Aim>
Count how many lines in the data below contain the word "sign", and reply with only that number.

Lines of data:
— begin —

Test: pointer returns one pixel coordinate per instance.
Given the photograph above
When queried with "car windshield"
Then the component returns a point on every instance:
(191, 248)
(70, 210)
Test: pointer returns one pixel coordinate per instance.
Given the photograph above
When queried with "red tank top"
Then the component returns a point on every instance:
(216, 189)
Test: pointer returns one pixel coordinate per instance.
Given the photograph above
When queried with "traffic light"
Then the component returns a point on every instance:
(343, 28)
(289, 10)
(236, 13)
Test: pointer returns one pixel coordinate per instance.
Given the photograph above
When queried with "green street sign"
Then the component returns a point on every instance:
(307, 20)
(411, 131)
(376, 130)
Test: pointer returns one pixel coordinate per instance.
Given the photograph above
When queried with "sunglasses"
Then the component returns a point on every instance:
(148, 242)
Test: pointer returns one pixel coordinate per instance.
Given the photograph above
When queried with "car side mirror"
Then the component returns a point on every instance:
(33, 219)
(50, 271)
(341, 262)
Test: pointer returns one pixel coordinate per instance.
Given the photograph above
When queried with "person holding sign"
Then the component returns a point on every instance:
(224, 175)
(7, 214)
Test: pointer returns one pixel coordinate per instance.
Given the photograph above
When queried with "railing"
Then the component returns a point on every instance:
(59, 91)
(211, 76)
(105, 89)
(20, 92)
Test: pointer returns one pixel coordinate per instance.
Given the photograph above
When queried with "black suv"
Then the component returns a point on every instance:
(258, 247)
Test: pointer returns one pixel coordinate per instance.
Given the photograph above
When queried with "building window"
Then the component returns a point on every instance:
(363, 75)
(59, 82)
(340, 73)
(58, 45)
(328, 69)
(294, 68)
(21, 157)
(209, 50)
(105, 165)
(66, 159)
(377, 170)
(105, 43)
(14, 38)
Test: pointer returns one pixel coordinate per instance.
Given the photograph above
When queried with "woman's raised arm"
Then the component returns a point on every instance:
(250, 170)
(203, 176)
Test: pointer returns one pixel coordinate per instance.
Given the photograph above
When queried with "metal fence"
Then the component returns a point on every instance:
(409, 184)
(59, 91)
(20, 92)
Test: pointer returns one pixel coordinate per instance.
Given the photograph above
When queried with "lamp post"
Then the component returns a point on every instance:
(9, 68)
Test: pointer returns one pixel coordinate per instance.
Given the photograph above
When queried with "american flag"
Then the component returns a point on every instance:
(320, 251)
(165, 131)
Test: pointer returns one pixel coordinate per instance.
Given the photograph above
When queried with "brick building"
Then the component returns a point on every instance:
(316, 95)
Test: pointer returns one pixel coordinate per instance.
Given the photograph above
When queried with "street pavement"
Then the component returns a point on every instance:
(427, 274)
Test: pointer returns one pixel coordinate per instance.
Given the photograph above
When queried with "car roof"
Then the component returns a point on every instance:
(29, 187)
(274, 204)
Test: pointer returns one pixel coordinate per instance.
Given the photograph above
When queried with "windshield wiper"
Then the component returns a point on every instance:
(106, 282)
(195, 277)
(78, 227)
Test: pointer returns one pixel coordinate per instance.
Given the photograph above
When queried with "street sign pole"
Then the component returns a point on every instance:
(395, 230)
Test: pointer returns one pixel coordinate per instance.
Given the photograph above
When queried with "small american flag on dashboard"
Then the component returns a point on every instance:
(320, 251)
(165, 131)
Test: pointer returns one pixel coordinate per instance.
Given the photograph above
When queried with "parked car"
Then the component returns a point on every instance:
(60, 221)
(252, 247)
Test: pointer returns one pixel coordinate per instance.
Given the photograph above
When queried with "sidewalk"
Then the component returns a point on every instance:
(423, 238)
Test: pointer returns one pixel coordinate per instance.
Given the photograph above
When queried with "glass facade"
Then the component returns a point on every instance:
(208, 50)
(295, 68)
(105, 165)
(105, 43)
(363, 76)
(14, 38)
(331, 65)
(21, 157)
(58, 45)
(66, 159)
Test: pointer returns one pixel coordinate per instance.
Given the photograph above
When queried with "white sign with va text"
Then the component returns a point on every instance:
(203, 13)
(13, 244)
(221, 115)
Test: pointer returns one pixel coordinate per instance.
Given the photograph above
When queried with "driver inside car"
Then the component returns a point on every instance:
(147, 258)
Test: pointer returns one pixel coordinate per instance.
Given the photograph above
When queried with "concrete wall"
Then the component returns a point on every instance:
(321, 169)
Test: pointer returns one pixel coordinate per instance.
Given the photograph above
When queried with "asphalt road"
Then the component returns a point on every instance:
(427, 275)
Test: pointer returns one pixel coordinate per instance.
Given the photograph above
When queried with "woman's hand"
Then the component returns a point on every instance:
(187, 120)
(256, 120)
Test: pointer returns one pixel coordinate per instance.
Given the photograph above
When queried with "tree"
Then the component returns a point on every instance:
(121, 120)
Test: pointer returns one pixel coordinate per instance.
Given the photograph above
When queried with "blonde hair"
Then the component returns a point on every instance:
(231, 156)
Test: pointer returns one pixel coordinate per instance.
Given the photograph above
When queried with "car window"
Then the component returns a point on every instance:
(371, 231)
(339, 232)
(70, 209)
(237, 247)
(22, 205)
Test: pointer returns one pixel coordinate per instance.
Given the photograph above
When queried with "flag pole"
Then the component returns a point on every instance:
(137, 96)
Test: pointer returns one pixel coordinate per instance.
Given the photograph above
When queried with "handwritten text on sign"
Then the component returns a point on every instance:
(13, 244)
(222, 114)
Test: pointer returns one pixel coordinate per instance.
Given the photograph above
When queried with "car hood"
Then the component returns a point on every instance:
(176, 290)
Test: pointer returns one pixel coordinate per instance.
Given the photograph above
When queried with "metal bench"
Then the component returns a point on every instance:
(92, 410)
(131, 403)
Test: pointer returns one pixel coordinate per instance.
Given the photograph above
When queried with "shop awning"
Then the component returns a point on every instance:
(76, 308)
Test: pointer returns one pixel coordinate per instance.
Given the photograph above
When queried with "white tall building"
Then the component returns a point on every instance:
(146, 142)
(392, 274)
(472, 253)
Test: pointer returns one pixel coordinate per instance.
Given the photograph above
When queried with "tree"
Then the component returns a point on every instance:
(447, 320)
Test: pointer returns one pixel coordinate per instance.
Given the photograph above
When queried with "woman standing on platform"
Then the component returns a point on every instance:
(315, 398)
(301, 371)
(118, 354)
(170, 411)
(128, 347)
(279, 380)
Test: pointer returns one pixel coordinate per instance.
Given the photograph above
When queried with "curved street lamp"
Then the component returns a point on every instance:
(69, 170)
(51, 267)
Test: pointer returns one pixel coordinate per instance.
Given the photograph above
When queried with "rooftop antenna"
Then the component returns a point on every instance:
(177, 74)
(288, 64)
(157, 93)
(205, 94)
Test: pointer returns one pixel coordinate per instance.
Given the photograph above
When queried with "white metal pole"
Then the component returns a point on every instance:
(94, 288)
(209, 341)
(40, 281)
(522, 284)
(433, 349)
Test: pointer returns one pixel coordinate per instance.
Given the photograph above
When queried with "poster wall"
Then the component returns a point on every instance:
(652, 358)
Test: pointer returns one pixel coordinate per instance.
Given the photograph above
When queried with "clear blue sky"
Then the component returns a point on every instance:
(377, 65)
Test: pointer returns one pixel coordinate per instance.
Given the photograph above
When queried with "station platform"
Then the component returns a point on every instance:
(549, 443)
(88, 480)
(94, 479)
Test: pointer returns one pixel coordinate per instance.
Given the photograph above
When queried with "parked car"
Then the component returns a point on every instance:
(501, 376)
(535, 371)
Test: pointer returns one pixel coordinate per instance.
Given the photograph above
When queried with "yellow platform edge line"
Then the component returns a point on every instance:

— end —

Answer to the problem>
5